*Problem*
Copy the material word for word, beginning with the line containing "In the photo above, where can the concrete" and continuing through the line containing "pixel 410 417".
# START OF Input material
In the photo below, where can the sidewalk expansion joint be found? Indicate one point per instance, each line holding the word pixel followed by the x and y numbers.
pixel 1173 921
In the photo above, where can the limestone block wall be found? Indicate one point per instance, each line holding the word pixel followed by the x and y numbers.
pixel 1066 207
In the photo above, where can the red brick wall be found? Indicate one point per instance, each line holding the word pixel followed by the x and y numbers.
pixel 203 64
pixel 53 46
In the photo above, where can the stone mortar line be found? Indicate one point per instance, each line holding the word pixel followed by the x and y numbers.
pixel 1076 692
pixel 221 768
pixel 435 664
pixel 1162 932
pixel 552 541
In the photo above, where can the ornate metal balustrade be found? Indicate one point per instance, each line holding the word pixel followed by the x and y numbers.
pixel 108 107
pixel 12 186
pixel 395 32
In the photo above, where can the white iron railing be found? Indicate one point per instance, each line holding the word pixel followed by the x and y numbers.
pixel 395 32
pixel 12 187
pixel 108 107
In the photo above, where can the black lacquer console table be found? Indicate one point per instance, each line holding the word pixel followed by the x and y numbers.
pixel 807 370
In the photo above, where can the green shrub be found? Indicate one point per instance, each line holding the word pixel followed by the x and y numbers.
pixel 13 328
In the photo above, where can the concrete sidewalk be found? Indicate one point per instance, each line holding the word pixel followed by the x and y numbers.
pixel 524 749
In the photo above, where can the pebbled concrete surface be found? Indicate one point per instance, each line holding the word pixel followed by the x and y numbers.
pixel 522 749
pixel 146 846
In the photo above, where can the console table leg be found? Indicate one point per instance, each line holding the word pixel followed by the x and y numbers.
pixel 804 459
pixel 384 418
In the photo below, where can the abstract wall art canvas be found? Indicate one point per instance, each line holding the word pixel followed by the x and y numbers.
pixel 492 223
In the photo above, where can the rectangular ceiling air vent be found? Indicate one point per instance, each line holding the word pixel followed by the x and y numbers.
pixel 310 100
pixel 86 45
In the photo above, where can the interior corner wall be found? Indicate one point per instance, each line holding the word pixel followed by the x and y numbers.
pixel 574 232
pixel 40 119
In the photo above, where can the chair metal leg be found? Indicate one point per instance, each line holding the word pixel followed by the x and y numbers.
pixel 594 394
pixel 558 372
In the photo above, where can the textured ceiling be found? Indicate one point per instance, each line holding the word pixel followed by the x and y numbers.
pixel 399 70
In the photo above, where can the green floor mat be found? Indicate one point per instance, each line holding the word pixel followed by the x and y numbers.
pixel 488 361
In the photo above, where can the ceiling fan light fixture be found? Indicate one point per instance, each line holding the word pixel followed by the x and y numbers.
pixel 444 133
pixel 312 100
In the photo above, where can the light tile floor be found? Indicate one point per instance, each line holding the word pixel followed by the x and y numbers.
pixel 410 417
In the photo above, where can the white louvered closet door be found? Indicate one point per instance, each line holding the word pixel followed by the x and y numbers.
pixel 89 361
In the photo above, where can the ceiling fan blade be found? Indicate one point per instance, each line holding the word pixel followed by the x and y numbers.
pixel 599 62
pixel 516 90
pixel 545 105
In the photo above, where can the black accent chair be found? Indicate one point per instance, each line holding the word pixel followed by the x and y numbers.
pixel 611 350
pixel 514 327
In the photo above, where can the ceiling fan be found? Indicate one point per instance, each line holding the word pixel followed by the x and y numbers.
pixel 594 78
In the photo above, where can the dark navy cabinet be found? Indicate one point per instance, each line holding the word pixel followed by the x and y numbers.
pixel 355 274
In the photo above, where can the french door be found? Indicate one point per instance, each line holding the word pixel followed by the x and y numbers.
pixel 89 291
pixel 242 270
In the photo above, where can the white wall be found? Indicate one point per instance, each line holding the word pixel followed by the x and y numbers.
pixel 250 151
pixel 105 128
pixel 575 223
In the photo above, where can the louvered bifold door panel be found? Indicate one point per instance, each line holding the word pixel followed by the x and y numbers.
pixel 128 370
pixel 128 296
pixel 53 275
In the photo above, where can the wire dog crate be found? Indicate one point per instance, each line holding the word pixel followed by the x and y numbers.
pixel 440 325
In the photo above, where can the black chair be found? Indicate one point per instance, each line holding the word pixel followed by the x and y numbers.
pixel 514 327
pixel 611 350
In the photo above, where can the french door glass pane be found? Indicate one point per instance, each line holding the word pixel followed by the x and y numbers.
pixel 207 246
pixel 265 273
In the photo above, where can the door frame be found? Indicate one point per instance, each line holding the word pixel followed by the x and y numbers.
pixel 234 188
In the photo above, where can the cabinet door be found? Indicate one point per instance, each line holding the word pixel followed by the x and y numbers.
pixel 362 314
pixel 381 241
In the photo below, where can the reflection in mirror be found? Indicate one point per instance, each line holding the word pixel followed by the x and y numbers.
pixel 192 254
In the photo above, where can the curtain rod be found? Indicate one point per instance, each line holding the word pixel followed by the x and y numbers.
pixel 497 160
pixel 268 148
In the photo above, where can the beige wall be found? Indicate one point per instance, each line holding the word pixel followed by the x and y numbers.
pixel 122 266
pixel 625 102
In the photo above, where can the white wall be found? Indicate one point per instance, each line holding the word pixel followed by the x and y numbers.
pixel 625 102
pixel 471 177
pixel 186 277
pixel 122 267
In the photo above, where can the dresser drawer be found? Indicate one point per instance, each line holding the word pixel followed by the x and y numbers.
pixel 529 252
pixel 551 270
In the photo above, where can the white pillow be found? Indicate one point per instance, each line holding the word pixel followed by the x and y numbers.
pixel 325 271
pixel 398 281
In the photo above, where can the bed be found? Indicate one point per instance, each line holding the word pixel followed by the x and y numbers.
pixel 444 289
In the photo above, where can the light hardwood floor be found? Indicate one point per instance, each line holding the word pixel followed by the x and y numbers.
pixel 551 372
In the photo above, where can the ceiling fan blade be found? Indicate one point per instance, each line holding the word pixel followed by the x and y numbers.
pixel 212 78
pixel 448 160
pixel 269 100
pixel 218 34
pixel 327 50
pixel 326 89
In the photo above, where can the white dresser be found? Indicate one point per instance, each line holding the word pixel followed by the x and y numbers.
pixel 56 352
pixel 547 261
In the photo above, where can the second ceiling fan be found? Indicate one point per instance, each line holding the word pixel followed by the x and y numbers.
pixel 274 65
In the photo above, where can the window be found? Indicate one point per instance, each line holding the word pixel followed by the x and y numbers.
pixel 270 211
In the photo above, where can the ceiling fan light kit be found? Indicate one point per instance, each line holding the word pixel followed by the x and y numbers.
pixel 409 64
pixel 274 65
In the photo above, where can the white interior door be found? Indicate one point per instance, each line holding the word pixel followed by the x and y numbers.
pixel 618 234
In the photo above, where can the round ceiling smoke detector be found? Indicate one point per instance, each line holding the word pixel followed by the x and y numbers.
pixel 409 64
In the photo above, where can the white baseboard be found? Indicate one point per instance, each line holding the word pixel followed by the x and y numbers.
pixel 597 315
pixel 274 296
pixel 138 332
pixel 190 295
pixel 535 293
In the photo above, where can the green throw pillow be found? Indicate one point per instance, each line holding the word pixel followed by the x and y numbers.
# END OF Input material
*Solution for this exercise*
In the photo above, where can the concrete sidewalk be found? Indicate one point per instance, each line holding the word pixel followed by the x and y numbers.
pixel 524 749
In the photo above, where can the pebbled concrete surface be found? Indicate one point per instance, each line holding the word pixel followed by the x and y numbers.
pixel 522 749
pixel 146 846
In the photo above, where can the console table leg be found? Indicate one point per instance, each line holding the word pixel followed by the x and y numbers.
pixel 804 459
pixel 384 418
In the photo below, where can the abstract wall art canvas be found? Indicate one point per instance, each line holding the word pixel followed by the x and y numbers.
pixel 492 223
In the photo above, where can the rectangular ceiling air vent be found? Indicate one point per instance, each line holding the word pixel followed by the x and y numbers.
pixel 310 100
pixel 86 45
In the photo above, where can the interior corner wall be found? Indicate one point per instance, each line holding the word pixel followed by the x and y numbers.
pixel 574 232
pixel 40 119
In the photo above, where can the chair metal leg be found? Indicate one point per instance, each line holding the word pixel followed by the x and y numbers.
pixel 594 394
pixel 558 372
In the photo above, where can the textured ceiling be found? Indicate one point per instance, each line holding the word pixel followed by the x and y numbers.
pixel 399 70
In the photo above, where can the green floor mat be found? Indicate one point per instance, each line holding the word pixel followed by the x and y numbers.
pixel 488 361
In the photo above, where can the ceiling fan light fixture be found? Indicate one point per instance, each line holding the word pixel followed by the x and y numbers.
pixel 444 133
pixel 312 100
In the photo above, where can the light tile floor be found? Indicate one point per instance, each line holding the word pixel followed by the x and y numbers.
pixel 410 417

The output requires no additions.